• TRAVAIL À FAIRE
Présentez les lignes de tous les enregistrements ci-dessous sous forme de liste numérotée, en omettant les lignes vides.

# # # # # # #

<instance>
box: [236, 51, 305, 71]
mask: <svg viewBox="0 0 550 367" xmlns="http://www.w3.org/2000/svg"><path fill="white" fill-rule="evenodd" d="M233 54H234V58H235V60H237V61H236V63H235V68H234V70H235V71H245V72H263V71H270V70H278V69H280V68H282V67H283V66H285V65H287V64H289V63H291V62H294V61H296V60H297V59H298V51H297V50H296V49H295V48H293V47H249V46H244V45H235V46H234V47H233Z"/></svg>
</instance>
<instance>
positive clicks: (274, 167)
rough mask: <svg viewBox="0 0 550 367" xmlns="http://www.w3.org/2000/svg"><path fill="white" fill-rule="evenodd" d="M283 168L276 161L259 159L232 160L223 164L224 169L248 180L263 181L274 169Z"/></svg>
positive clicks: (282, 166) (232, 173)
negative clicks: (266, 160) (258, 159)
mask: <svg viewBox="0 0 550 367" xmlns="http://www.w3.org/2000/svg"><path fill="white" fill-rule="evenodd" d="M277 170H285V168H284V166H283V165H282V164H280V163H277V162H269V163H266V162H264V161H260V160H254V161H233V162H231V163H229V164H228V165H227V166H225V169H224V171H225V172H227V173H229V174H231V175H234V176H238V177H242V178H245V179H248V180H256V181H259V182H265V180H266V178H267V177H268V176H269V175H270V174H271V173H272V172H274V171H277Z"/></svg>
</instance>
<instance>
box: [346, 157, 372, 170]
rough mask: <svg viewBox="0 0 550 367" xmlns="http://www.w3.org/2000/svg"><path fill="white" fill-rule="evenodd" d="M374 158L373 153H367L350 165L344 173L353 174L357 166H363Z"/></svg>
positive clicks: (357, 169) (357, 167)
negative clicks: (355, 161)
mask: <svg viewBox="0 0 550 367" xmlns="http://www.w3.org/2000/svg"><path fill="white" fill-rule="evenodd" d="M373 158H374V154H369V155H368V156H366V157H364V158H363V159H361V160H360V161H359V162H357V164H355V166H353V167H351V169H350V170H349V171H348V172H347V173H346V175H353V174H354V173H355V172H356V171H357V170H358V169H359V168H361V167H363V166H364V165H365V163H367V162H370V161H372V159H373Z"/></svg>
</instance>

# # # # # # #

• RÉPONSE AU PROBLÈME
1. <instance>
2. box: [236, 51, 305, 71]
3. mask: <svg viewBox="0 0 550 367" xmlns="http://www.w3.org/2000/svg"><path fill="white" fill-rule="evenodd" d="M233 54H234V58H235V60H237V61H236V63H235V68H234V70H235V71H245V72H263V71H270V70H278V69H280V68H282V67H283V66H285V65H287V64H289V63H291V62H294V61H296V60H297V59H298V51H297V50H296V49H295V48H293V47H249V46H244V45H235V46H234V47H233Z"/></svg>
4. </instance>
5. <instance>
6. positive clicks: (274, 167)
7. rough mask: <svg viewBox="0 0 550 367" xmlns="http://www.w3.org/2000/svg"><path fill="white" fill-rule="evenodd" d="M283 168L276 161L259 159L232 160L223 164L224 169L248 180L263 181L274 169Z"/></svg>
8. positive clicks: (282, 166) (232, 173)
9. negative clicks: (266, 160) (258, 159)
10. mask: <svg viewBox="0 0 550 367" xmlns="http://www.w3.org/2000/svg"><path fill="white" fill-rule="evenodd" d="M277 170H285V168H284V166H283V165H282V164H280V163H277V162H269V163H266V162H264V161H260V160H254V161H233V162H231V163H229V164H228V165H227V166H225V169H224V171H225V172H227V173H229V174H231V175H234V176H238V177H242V178H245V179H248V180H256V181H259V182H265V180H266V178H267V177H268V176H269V175H270V174H271V173H272V172H274V171H277Z"/></svg>
11. </instance>
12. <instance>
13. box: [346, 157, 372, 170]
14. rough mask: <svg viewBox="0 0 550 367" xmlns="http://www.w3.org/2000/svg"><path fill="white" fill-rule="evenodd" d="M374 158L373 153H367L350 165L344 173L353 174L357 166H363Z"/></svg>
15. positive clicks: (357, 169) (357, 167)
16. negative clicks: (355, 161)
17. mask: <svg viewBox="0 0 550 367" xmlns="http://www.w3.org/2000/svg"><path fill="white" fill-rule="evenodd" d="M373 158H374V154H369V155H368V156H366V157H364V158H363V159H361V160H360V161H359V162H357V164H355V166H353V167H351V169H350V170H349V171H348V172H347V173H346V175H353V174H354V173H355V172H356V171H357V170H358V169H359V168H361V167H363V166H364V165H365V163H367V162H370V161H372V159H373Z"/></svg>
18. </instance>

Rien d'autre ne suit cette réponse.